INPUT RECORDS below:

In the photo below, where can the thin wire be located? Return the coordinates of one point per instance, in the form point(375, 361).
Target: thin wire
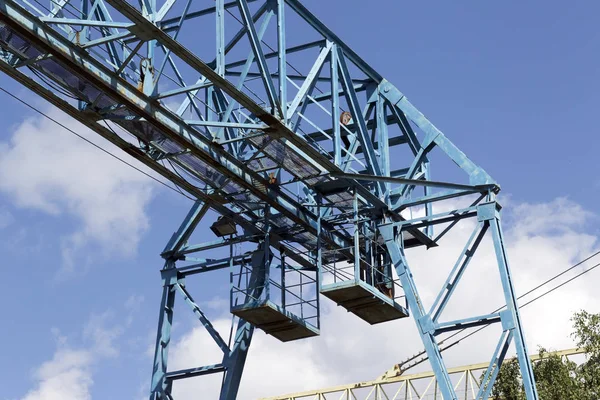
point(92, 143)
point(520, 307)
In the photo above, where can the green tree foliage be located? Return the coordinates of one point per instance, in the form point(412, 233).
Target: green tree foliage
point(558, 378)
point(587, 336)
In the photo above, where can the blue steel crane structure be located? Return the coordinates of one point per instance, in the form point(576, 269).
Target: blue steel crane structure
point(261, 113)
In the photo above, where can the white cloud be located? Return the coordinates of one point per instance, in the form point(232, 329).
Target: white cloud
point(66, 377)
point(69, 374)
point(46, 168)
point(350, 350)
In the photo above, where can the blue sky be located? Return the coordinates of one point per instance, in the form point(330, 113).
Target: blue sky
point(514, 84)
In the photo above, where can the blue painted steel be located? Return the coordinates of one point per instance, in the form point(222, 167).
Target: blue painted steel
point(240, 147)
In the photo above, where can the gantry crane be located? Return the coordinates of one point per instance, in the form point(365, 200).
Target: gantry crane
point(311, 158)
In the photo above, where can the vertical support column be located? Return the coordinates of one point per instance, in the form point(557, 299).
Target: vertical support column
point(236, 360)
point(159, 386)
point(356, 237)
point(220, 16)
point(424, 324)
point(281, 47)
point(335, 106)
point(491, 212)
point(384, 146)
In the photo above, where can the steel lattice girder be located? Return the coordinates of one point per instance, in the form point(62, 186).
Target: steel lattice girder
point(113, 59)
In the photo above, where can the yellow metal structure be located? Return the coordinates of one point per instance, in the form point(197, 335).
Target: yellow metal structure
point(420, 386)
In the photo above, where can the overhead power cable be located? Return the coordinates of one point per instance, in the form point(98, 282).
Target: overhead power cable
point(92, 143)
point(457, 341)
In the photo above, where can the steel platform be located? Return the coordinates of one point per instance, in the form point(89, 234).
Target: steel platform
point(364, 301)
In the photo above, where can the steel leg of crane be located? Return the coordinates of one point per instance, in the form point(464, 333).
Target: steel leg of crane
point(416, 308)
point(159, 385)
point(513, 309)
point(236, 359)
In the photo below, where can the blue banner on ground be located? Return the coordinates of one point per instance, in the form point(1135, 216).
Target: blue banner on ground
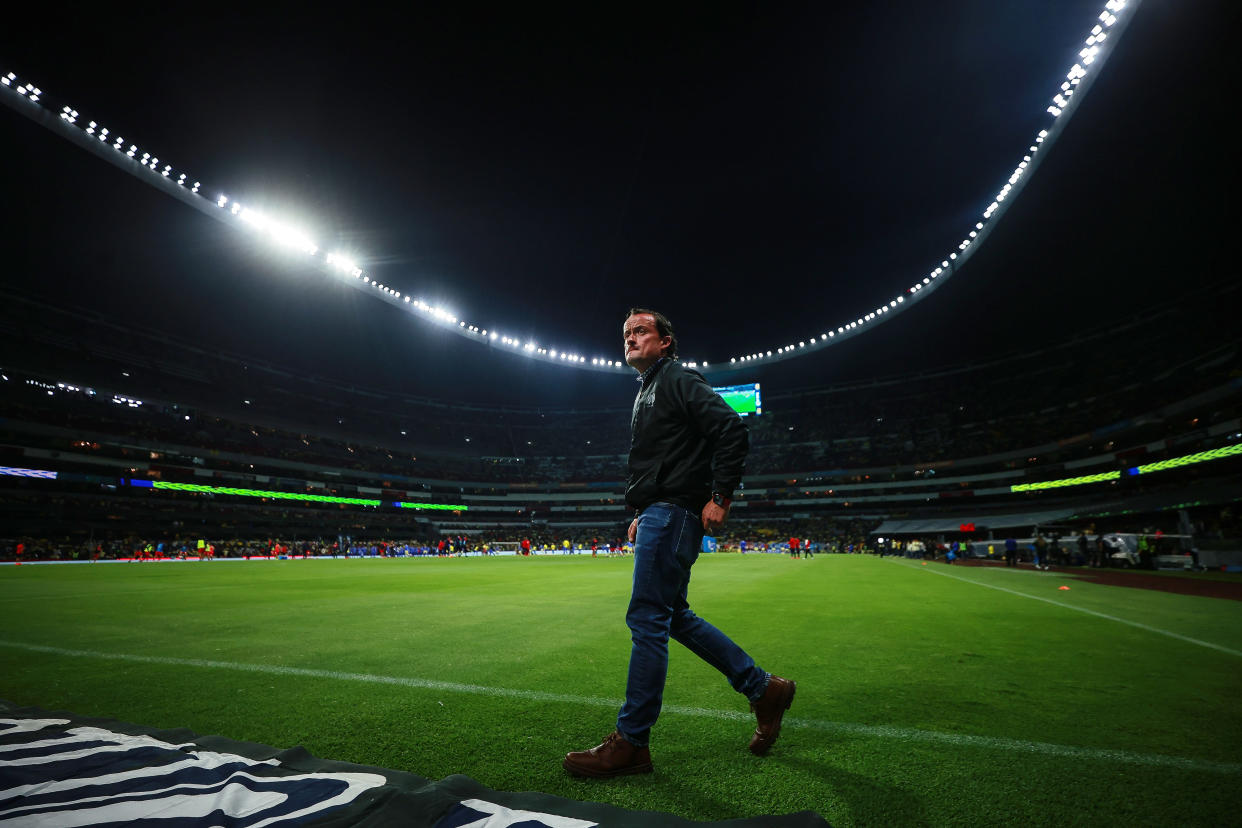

End of INPUT RECORDS.

### [WHAT TO PRODUCE]
Each record above is to be restated exactly, with its pictures removed from the copy.

### [REPLY TO THE EXERCISE]
In the photo below, where can the thin wire be located? Return the coordinates of one point per instance, in the form point(375, 361).
Target: thin wire
point(92, 143)
point(520, 307)
In the photo above, where can the green tree foliage be located? Return the coordinates of one point per instance, in the form point(412, 233).
Target: green tree foliage
point(558, 378)
point(587, 336)
In the photo above, where can the blue steel crane structure be located? Return the coordinates of one point per instance, in the form point(576, 269).
Target: blue steel crane structure
point(261, 113)
In the photo above, where can the white cloud be located? Return the coordinates of one point per instance, in the form point(232, 329).
Target: white cloud
point(66, 377)
point(69, 374)
point(46, 168)
point(350, 350)
In the photo above, where can the blue sky be located? Return the coordinates of one point per instance, in the form point(330, 113).
Target: blue sky
point(514, 84)
In the photo above, where can the blue painted steel be located? Return the coordinates of one point per instance, in the form point(222, 167).
Target: blue painted steel
point(240, 147)
In the photo above, where can the gantry crane be located? Return the coordinates of one point per instance, in the form point(365, 200).
Target: gantry crane
point(311, 158)
In the photo above, where can the vertical support column be located? Return the coordinates of one point per instance, in the form point(557, 299).
Target: vertical support column
point(236, 360)
point(159, 386)
point(356, 237)
point(220, 16)
point(424, 324)
point(281, 47)
point(335, 106)
point(491, 212)
point(384, 146)
In the photo above, where can the steel lattice girder be located? Return the coordinates of one point per instance, in the form point(62, 186).
Target: steel lattice girder
point(113, 59)
In the photo above, where can the yellow metal structure be located? Return the coordinates of one point per instance, in the form point(197, 335).
Target: yellow metal structure
point(420, 386)
In the photo above, where can the overhead power cable be located? Return the coordinates of one point per instance, in the form point(98, 282).
Target: overhead power cable
point(92, 143)
point(457, 341)
In the photo above, where can the steel platform be located? Return the coordinates of one point per instance, in the form point(89, 234).
Target: steel platform
point(364, 301)
In the photo above, where can the steel leg of crane be located? Return the coordinates of one point per instance, in the form point(464, 333).
Target: steel leg of crane
point(416, 308)
point(159, 385)
point(513, 309)
point(236, 359)
In the photo below, where can the blue banner on ground be located? Return the coordinates of one point per instance, in the form point(1135, 216).
Target: blue banner on ground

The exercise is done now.